◆ FRAGMENT TEKSTU ◆
((

Kamperem przez świat. Jak para profesjonalistów podbiła YouTube’a

Paula Findlay i Eric Lagestrom poznali się kilka lat temu. Zaczęło się od wspólnych podróży w kamperze, a dzisiaj dwójka profesjonalistów prowadzi jeden z najpopularniejszych kanałów na YouTube. Stworzyli też niezwykle popularną triathlonową społeczność i markę „That Triathlon Life”. – Gdyby nie Erik, chyba bym się dzisiaj nie ścigała – mówi Findlay.

ZOBACZ TEŻ: Roksana Słupek: „Fajnie jest dzielić to samo hobby ze swoim partnerem”

Kiedy ponad 10 lat temu Paula Findlay poleciała na igrzyska do Londynu, jej celem była walka o najwyższe pozycje. Niestety kontuzja i problemy na trasie sprawiły, że linię mety przekroczyła na ostatnim miejscu. Później zdecydowała się startować na dłuższych dystansach. Dzisiaj mówi jednak, że prawdopodobnie w ogóle nie byłoby jej w triathlonie, gdyby nie jej partner Eric Lagerstrom. To właśnie z nim tworzy „That Triathlon Life”.

Z Amerykaninem poznali się w czasie zawodów Beijing International Triathlon w Pekinie. Był 2017 rok. Findlay wygrała tam rywalizacji, a Lagerstrom zajął 3. miejsce. Kanadyjka wspomina, że na początku nie zaiskrzyło pomiędzy nimi. Dopiero jakiś czas później zostali parą.

))

◆ FRAGMENT DANYCH ◆
((

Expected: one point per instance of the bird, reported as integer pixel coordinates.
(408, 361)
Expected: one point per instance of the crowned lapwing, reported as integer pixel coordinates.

))

◆ CEL ZADANIA 1 ◆
Na jakich zawodach poznali się bohaterowie tekstu o parze triathlonistów?
◆ CEL ZADANIA 2 ◆
Powtórz słowo w słowo fragment tekstu o parze triathlonistów, zaczynając od „Paula Findlay i” i kończąc na „ścigała – mówi Findlay.”.
◆ CEL ZADANIA 3 ◆
Napisz dalszy ciąg tekstu o parze triathlonistów, zaczynając od miejsca, w którym się urywa.
Dane nie są tu do niczego potrzebne.

◆ WYNIK KOŃCOWY 1 ◆
Na zawodach Beijing International Triathlon w Pekinie w 2017 roku.

◆ WYNIK KOŃCOWY 2 ◆
Paula Findlay i Eric Lagestrom poznali się kilka lat temu. Zaczęło się od wspólnych podróży w kamperze, a dzisiaj dwójka profesjonalistów prowadzi jeden z najpopularniejszych kanałów na YouTube. Stworzyli też niezwykle popularną triathlonową społeczność i markę „That Triathlon Life”. – Gdyby nie Erik, chyba bym się dzisiaj nie ścigała – mówi Findlay.

◆ WYNIK KOŃCOWY 3 ◆
Początkowo nic między nami nie było. Później zorientowaliśmy się, że trochę rzeczy nas łączy, a więc zdecydowaliśmy, że damy temu szansę – wspomina.

Od nieśmiałych początków do biznesu i społeczności

Eric Lagerstrom zaczął wrzucać filmy na YouTube ponad 10 lat temu. Początkowo były to raczej krótkie vlogi, które z czasem zaczęły się przeradzać w coraz lepiej montowane i profesjonalne materiały.

„That Triathlon Life” pojawiło się w tytule jednak dopiero w okolicach 2020 roku. Można powiedzieć, że od tego momentu kanał YouTube stał się oficjalnie kanałem pary Eric Lagerstrom i Paula Findlay. Widzowie mogli oglądać, jak trenuje dwójka zawodników, z jakiego sprzętu korzysta, gdzie występuje i jak wygląda ich sportowe życie.

Ten 2020 rok był takim promykiem nadziei. Nie mogłam występować w zawodach, a więc bez stresu mogłam trenować cały rok. Najtrudniej było nie widzieć się z rodziną przez cały rok. Eric i ja spędziliśmy większość czasu w USA przez restrykcje i kwarantanny – wspomina Kanadyjka.

Fot. That Triathlon Life – IG.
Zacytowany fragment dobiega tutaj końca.